**To do:**
Retype exactly the lines below, starting with the line that contains "# test: locate the brown" and ending with the last line; leave out any pictures.

++++

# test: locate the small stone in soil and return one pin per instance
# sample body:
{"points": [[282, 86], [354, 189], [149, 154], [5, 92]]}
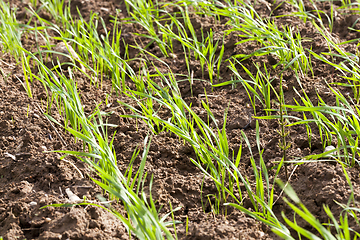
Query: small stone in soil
{"points": [[61, 47]]}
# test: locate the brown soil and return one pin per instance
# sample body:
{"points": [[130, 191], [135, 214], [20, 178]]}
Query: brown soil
{"points": [[28, 175]]}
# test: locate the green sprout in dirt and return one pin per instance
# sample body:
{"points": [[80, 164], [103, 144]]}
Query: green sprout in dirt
{"points": [[284, 145]]}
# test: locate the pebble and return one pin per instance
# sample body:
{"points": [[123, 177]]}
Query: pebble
{"points": [[61, 47], [329, 148], [72, 197]]}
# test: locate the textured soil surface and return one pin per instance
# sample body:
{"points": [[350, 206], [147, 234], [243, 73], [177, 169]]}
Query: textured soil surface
{"points": [[31, 178]]}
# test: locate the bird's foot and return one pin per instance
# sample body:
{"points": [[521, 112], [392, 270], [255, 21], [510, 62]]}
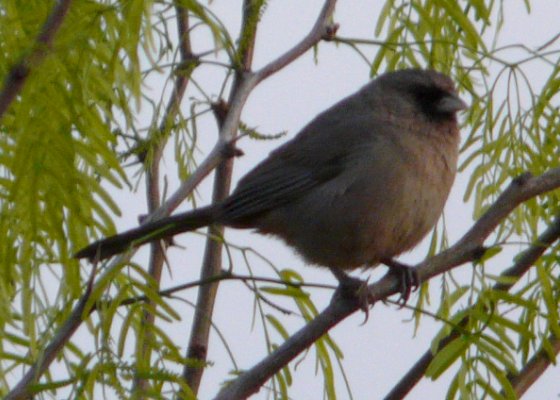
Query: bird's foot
{"points": [[353, 288], [408, 276]]}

++++

**Result of the exercise:**
# test: locate the brown soil and return one pin per instance
# sample body:
{"points": [[130, 191], [135, 214], [20, 178]]}
Query: brown soil
{"points": [[28, 175]]}
# test: locate the green sprout in dirt and return one pin per instance
# sample body:
{"points": [[80, 164], [103, 144]]}
Query: green sprout in dirt
{"points": [[284, 145]]}
# test: locate the pebble and return one pin per instance
# sample body:
{"points": [[123, 177]]}
Query: pebble
{"points": [[61, 47], [329, 148], [72, 197]]}
# test: locate the textured soil surface and return one pin per instance
# sample body:
{"points": [[350, 206], [147, 234], [243, 73], [177, 169]]}
Query: textured soil surface
{"points": [[31, 178]]}
# test: locate the bird's foot and return one pin per instance
# sample body:
{"points": [[521, 112], [392, 270], [255, 21], [510, 62]]}
Query: bird's foot
{"points": [[353, 288], [408, 276]]}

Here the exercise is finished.